## [Work task]
Print this span of the material below exactly: the line with "Query: braided crust edge", the line with "28, row 149.", and every line between them, but nothing else.

:::

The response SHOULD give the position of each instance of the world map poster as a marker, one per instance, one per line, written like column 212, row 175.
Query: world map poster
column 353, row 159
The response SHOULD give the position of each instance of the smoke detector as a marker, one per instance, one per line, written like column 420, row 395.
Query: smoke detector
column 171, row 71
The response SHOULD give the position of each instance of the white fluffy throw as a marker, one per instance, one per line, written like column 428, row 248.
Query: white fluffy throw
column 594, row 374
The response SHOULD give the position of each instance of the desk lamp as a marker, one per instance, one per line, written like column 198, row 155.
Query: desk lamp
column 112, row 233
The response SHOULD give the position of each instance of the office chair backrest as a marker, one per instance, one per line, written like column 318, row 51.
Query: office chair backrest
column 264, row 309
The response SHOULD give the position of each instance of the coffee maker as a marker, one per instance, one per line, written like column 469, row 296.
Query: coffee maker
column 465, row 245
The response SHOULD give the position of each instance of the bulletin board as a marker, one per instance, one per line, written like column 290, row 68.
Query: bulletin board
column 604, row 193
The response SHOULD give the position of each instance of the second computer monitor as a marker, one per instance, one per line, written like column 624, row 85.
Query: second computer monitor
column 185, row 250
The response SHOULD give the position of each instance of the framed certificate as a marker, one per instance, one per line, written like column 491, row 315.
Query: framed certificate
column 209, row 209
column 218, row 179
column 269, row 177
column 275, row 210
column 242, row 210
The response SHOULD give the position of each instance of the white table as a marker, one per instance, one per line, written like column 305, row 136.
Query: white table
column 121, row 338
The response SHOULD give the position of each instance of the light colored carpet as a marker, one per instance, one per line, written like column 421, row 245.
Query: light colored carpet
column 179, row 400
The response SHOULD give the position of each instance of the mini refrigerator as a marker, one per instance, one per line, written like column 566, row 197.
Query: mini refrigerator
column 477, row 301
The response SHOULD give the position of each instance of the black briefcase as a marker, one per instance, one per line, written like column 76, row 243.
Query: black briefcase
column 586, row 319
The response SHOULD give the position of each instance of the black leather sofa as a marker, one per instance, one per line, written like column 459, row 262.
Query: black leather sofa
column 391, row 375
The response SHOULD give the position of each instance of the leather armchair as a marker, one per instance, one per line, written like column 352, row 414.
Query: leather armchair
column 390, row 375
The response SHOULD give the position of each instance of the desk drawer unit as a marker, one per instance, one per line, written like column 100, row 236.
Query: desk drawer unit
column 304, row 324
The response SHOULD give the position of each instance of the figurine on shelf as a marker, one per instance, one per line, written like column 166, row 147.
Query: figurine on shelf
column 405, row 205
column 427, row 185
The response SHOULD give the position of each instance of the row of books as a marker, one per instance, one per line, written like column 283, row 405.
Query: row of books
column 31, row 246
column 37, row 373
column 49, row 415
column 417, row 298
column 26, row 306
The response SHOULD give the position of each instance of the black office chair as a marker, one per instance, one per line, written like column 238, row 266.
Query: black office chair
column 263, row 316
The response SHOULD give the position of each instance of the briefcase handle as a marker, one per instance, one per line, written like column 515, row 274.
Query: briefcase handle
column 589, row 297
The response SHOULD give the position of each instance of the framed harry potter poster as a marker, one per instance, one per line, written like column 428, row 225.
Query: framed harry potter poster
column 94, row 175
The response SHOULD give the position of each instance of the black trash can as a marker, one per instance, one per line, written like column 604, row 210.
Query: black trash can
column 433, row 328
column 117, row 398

:::

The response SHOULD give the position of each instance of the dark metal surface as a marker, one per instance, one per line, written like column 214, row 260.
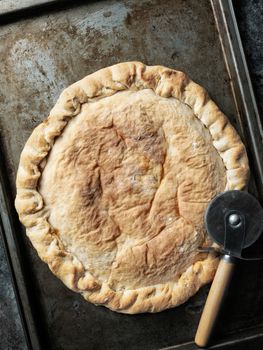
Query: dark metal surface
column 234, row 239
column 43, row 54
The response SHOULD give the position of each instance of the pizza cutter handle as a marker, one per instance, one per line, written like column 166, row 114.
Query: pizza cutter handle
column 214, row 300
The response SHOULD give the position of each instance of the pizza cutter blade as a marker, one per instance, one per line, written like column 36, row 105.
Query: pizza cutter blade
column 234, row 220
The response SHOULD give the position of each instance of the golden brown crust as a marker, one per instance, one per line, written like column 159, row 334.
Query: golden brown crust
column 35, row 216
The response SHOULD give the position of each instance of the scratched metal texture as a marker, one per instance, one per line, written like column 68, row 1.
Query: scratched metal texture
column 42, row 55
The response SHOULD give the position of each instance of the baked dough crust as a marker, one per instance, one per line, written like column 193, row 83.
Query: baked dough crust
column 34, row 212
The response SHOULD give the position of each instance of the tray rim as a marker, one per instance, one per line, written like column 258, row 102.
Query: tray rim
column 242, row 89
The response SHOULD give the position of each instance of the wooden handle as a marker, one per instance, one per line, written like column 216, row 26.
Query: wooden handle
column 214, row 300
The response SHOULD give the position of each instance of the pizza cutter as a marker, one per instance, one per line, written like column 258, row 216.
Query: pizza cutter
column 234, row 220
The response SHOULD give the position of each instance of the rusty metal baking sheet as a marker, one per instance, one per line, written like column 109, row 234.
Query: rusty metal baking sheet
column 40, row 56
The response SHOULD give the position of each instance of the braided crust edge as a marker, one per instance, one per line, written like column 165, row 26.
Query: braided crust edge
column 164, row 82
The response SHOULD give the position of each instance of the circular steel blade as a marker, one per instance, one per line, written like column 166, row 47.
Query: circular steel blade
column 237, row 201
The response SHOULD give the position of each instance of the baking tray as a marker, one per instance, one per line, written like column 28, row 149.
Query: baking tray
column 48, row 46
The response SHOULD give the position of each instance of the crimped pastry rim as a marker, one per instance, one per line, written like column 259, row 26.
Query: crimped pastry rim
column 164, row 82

:::

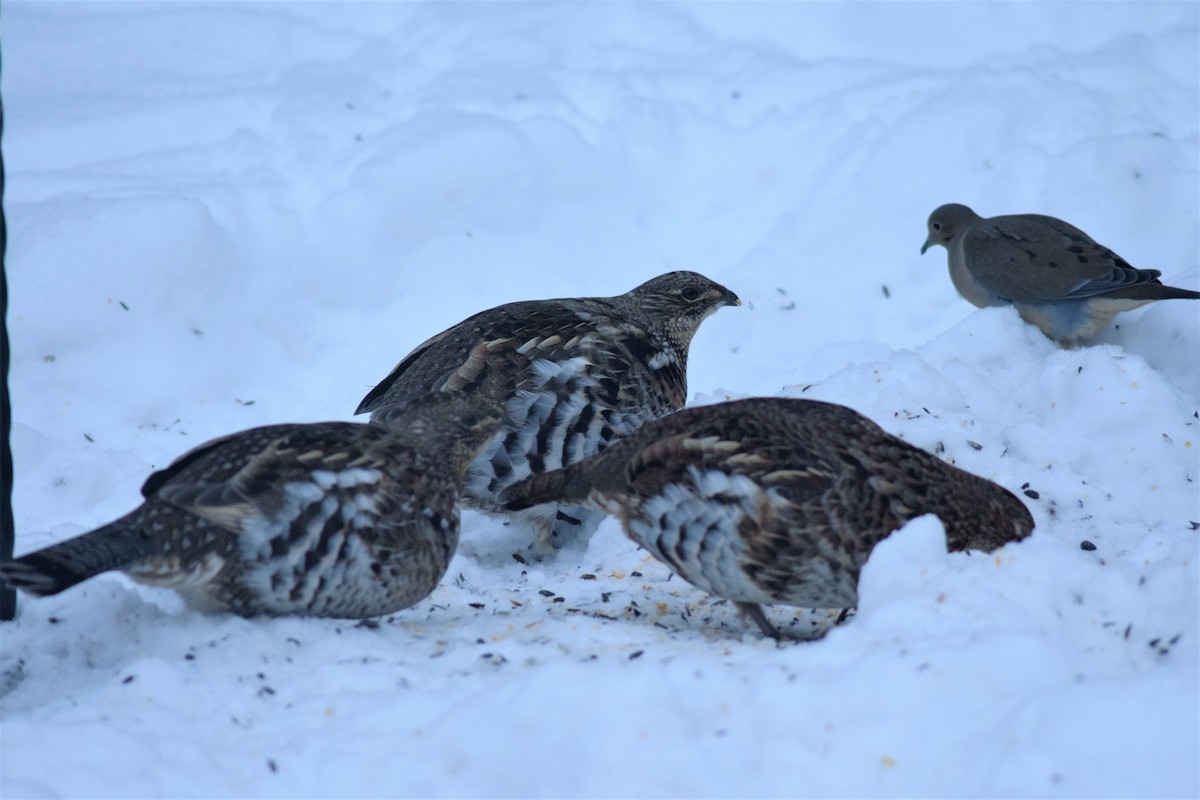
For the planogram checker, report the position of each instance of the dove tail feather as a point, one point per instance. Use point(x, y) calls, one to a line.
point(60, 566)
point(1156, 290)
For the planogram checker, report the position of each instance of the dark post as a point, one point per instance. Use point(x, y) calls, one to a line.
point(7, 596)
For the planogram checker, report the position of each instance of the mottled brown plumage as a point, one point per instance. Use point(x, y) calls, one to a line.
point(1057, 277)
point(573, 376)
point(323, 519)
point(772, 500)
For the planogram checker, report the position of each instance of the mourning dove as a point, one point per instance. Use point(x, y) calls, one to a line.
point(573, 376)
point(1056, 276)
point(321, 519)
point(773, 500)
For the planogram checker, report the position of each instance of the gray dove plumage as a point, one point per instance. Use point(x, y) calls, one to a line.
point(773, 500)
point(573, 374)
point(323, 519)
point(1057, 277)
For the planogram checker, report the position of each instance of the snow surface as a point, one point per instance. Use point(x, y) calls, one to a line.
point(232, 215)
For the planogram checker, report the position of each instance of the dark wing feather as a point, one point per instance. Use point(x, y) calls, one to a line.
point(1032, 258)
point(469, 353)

:::

## [Response to this task]
Query: braided crust edge
column 164, row 82
The response SHOULD give the position of each instance of the circular steel blade as a marker, one per instance, one per line, written like column 166, row 47.
Query: circular steel blade
column 237, row 201
The response SHOULD give the position of each instance of the baking tray as a marker, one per instance, one per line, written like column 28, row 149.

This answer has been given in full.